(GIVEN INFORMATION)

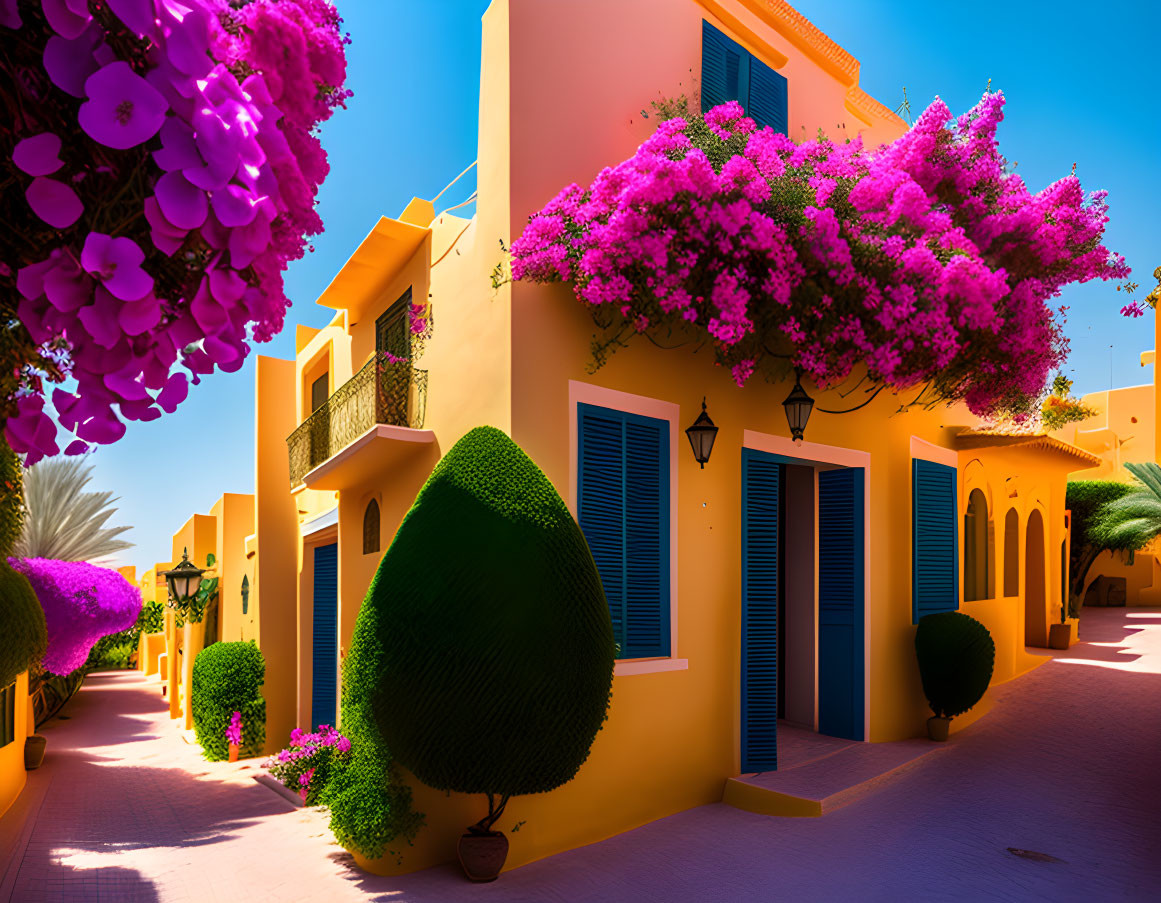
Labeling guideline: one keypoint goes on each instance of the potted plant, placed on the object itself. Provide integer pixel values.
(233, 736)
(956, 655)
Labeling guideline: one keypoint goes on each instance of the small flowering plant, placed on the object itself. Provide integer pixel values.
(233, 730)
(925, 261)
(305, 765)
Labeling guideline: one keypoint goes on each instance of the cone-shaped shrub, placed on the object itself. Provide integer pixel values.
(956, 655)
(228, 678)
(482, 657)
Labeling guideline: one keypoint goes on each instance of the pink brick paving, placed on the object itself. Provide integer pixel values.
(1068, 764)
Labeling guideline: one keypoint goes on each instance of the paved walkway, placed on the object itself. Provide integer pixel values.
(1066, 767)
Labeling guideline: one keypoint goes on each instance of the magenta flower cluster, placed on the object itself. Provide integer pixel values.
(203, 115)
(305, 764)
(925, 260)
(233, 729)
(81, 604)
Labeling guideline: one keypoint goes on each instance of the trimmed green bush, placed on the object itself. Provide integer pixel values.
(957, 656)
(482, 658)
(228, 678)
(23, 637)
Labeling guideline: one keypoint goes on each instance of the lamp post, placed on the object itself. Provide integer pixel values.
(184, 583)
(798, 405)
(701, 435)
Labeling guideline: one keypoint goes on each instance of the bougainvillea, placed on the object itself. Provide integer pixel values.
(159, 164)
(927, 260)
(81, 604)
(305, 764)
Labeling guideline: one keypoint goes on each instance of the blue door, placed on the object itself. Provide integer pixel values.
(841, 602)
(325, 658)
(762, 477)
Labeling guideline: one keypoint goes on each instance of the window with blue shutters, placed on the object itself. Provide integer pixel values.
(622, 507)
(935, 542)
(732, 72)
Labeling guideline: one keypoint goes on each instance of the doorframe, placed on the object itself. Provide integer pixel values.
(807, 453)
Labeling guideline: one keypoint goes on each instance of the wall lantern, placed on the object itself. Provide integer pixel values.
(701, 436)
(185, 579)
(798, 405)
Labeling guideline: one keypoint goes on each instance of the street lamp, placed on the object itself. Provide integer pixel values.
(701, 436)
(798, 405)
(184, 580)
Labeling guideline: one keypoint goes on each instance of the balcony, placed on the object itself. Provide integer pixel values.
(383, 394)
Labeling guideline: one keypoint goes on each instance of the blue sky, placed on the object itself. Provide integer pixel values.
(1080, 88)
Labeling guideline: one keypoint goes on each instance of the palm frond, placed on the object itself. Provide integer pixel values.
(64, 521)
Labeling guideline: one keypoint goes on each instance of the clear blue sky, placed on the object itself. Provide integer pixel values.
(1080, 87)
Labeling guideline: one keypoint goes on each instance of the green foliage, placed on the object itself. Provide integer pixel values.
(228, 678)
(12, 499)
(23, 637)
(957, 656)
(116, 650)
(483, 655)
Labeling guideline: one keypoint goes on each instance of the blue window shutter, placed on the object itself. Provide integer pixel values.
(935, 539)
(761, 544)
(325, 621)
(841, 602)
(768, 103)
(624, 510)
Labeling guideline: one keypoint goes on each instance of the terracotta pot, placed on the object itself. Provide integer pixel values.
(1060, 636)
(482, 855)
(34, 751)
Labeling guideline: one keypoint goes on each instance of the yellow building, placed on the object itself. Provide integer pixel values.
(884, 515)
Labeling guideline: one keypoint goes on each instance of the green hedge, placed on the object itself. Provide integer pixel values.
(957, 656)
(482, 657)
(228, 678)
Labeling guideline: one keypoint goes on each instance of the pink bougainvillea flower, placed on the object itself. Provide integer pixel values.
(117, 264)
(123, 109)
(181, 203)
(38, 154)
(71, 62)
(67, 17)
(55, 202)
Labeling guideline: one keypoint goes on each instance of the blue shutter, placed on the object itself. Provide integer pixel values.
(935, 539)
(325, 658)
(622, 500)
(768, 103)
(841, 602)
(761, 542)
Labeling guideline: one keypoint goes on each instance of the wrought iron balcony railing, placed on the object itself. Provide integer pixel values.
(383, 391)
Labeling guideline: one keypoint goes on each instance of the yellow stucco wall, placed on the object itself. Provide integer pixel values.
(12, 755)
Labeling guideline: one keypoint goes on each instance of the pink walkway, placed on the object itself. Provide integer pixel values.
(1067, 766)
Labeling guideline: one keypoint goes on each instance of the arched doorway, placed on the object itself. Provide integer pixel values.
(1036, 622)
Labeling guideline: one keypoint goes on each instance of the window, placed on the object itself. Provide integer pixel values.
(976, 548)
(624, 510)
(370, 527)
(319, 391)
(935, 544)
(392, 332)
(7, 714)
(1011, 553)
(730, 72)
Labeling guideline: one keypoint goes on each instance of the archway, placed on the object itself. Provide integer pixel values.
(1036, 621)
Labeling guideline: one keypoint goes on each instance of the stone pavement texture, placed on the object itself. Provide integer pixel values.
(1067, 766)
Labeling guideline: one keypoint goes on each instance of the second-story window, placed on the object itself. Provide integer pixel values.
(732, 72)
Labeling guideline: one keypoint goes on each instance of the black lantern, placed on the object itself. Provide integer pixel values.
(185, 579)
(798, 405)
(701, 435)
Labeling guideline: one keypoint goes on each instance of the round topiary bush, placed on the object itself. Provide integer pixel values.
(957, 656)
(228, 678)
(482, 657)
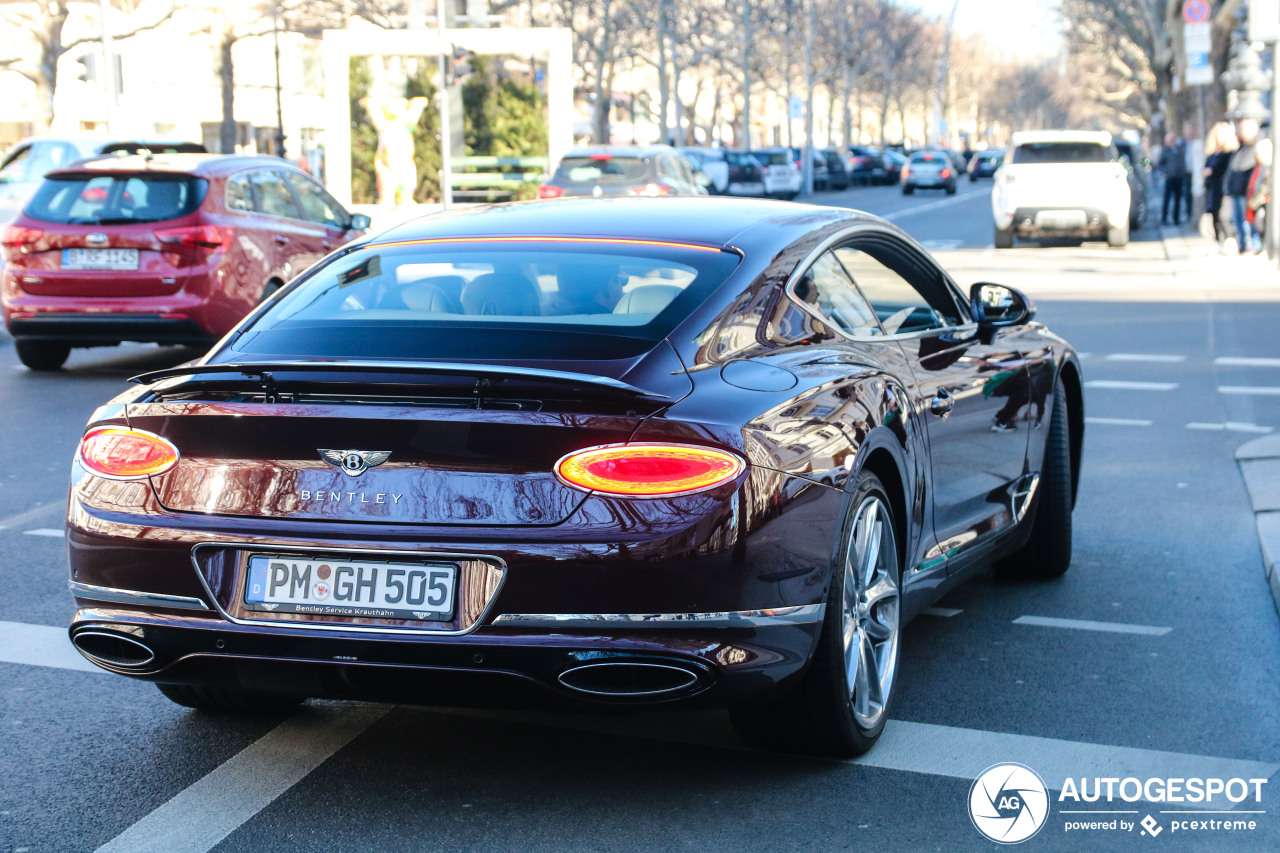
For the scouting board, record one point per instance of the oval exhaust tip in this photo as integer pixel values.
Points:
(113, 649)
(630, 679)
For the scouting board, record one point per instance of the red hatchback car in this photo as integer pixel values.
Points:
(170, 249)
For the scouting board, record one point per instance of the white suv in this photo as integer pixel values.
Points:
(1061, 183)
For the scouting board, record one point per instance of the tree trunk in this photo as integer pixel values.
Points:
(227, 131)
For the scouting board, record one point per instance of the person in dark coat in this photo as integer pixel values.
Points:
(1235, 185)
(1173, 165)
(1219, 147)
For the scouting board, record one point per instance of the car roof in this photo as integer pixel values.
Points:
(1029, 137)
(709, 220)
(202, 164)
(620, 150)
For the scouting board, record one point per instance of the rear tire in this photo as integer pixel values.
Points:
(1004, 237)
(42, 355)
(842, 701)
(1047, 552)
(225, 701)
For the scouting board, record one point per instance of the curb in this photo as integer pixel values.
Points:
(1260, 466)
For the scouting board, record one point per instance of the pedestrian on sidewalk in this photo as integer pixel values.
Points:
(1260, 194)
(1219, 147)
(1173, 165)
(1239, 172)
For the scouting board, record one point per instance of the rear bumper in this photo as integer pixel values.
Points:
(1029, 222)
(109, 329)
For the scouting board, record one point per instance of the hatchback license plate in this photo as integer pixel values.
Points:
(325, 587)
(100, 259)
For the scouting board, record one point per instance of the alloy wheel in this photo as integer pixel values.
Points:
(871, 625)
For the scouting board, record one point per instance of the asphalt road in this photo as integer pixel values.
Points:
(1166, 662)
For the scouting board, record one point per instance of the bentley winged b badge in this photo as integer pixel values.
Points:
(353, 463)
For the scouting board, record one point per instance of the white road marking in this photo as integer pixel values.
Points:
(1119, 422)
(201, 816)
(1153, 359)
(1257, 391)
(31, 515)
(1238, 361)
(1130, 386)
(1086, 625)
(1235, 427)
(40, 646)
(926, 208)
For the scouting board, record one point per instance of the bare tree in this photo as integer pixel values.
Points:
(42, 23)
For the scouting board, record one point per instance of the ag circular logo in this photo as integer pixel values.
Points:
(1009, 803)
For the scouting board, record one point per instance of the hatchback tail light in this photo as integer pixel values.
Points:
(123, 454)
(649, 470)
(193, 243)
(19, 240)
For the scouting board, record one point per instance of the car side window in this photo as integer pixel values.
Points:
(828, 290)
(316, 204)
(238, 194)
(901, 305)
(273, 195)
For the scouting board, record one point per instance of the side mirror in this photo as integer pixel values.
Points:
(996, 306)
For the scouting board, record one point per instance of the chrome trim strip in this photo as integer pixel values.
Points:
(133, 597)
(447, 368)
(798, 615)
(360, 629)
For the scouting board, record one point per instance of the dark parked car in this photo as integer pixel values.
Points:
(624, 170)
(928, 170)
(1134, 163)
(837, 169)
(867, 164)
(983, 164)
(618, 454)
(170, 249)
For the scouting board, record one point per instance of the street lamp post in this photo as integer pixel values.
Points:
(279, 106)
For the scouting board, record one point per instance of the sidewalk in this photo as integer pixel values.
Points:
(1198, 256)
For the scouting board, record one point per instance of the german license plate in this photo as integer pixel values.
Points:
(1061, 219)
(100, 259)
(327, 587)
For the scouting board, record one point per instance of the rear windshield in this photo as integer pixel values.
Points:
(105, 200)
(1061, 153)
(603, 169)
(492, 300)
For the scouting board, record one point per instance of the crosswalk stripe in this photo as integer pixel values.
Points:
(1256, 391)
(1130, 386)
(1153, 359)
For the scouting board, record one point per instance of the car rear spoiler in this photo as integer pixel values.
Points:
(264, 373)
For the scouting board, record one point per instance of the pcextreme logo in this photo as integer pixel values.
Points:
(1009, 803)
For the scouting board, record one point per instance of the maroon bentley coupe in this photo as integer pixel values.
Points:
(653, 452)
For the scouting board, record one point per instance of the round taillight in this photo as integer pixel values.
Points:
(123, 454)
(648, 470)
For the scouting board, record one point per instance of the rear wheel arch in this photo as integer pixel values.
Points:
(1070, 378)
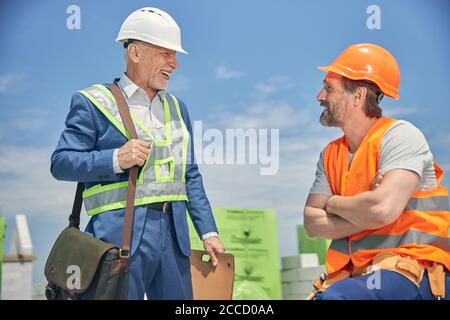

(End GIVEN INFORMATION)

◆ TASK GOAL: Look for the string "bentley" in the data above and return every line that has it.

◆ WRITTEN ANSWER:
For the scouting board, record one point per instance of the bentley winged b badge in this photo as integer pixel values.
For the scouting board, record one point per instance of the maroon bentley coupe in this photo as integer pixel values.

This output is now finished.